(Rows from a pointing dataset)
— START —

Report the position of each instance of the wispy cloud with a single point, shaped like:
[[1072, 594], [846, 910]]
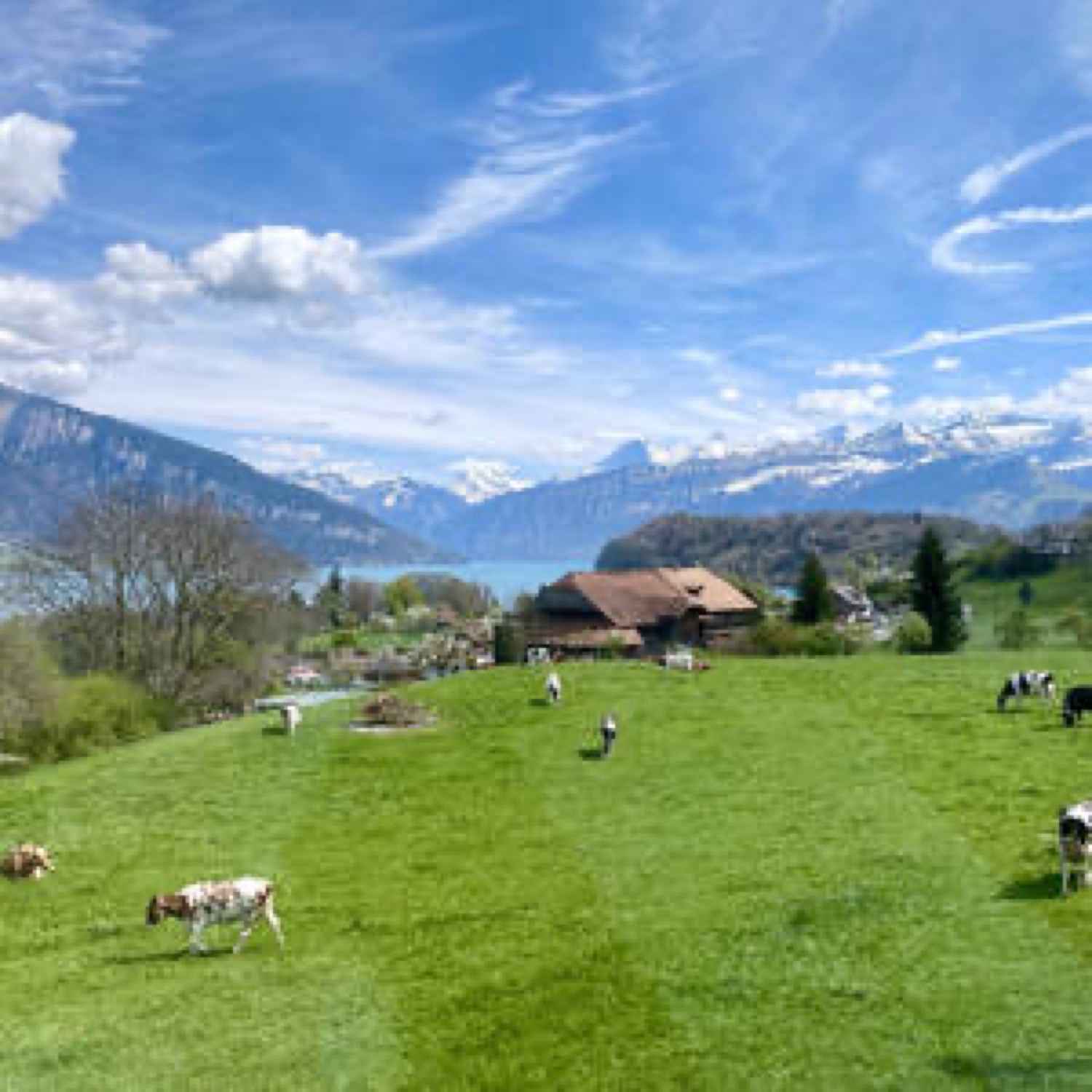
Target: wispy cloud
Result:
[[67, 55], [947, 255], [941, 339], [533, 162], [858, 369], [989, 179]]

— END —

Put all of the lines in the rows above into a numbered list, omitting any blank lines and leaving out the pictures.

1. Report the position of each instance of the wispy cloud with a single point, shaped like:
2. [[1072, 594], [846, 910]]
3. Target: wispy cloud
4. Result:
5. [[67, 55], [947, 255], [941, 339], [533, 162], [858, 369], [989, 179]]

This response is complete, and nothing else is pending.